◆ Supplied text ◆
* * *

In my original use-case (which involved a rather large array) I also pre-faulted the data by writing to every element (or at least to every page) as per the advice here; though I realize the advice there is intended for users running a kernel with the RT patch, the general idea of forcing writes to thwart COW / demand paging should remain applicable.
I had thought that mlockall could be used to prevent minor page faults. While the man page only seems to guarantee that there will be no major faults,various other resources (e.g. above) state that it can be used to prevent minor page faults as well.
The kernel documentation seems to indicate this as well. For example, unevictable-lru.txt and pagemap.txt state that mlock()'ed pages are unevictable and therefore not suitable for reclamation.
In spite of this, I continued to trigger several minor pagefaults.
Example
I've created an extremely stripped down example to illustrate the problem:
#include <sys/mman.h> // mlockall
#include <stdlib.h> // abort
int main(int , char **) {
int x;
if (mlockall(MCL_CURRENT | MCL_FUTURE)) abort();
while (true) {
asm volatile("" ::: "memory"); // So GCC won't optimize out the write
x = 0x42;
}
return 0;
}
Here I repeatedly write to the same address. It is easy to see (e.g. via cat /proc/[pid]/status | awk '{print $10}') that I continue to have minor pagefaults long after the initialization is complete.
Running a modified version* of the pfaults.stp script included in systemtap-doc, I logged the time of each pagefault, address that triggered the fault, address of the instruction that triggered the fault, whether it was major/minor, and read/write. After the initial faults from startup and mlockall, all faults were identical: The attempt to write to x triggered a minor write fault.
The interval between successive pagefaults displays a striking pattern. For one particular run, the intervals were, in seconds:
2, 4, 4, 4.8, 8.16, 13.87, 23.588, 40.104, 60, 60, 60, 60, 60, 60, 60, 60, 60, ...
This appears to be (approximately) exponential back-off, with an absolute ceiling of 1 minute.

* * *

(Pointing and labeling entries)

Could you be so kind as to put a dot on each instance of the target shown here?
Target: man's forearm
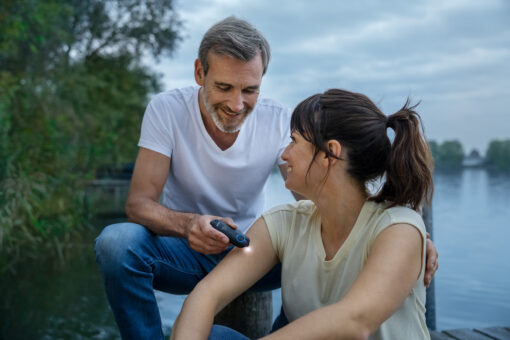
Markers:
(158, 218)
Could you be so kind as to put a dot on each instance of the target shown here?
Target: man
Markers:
(207, 151)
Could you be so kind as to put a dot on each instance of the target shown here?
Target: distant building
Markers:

* * *

◆ What the task asks ◆
Please explain why the example loop in the page-fault text includes the line asm volatile("" ::: "memory");, in one to three sentences.

◆ Solution for this task ◆
The line is there so GCC won't optimize out the write to x inside the loop. Keeping that write lets the program repeatedly write to the same address.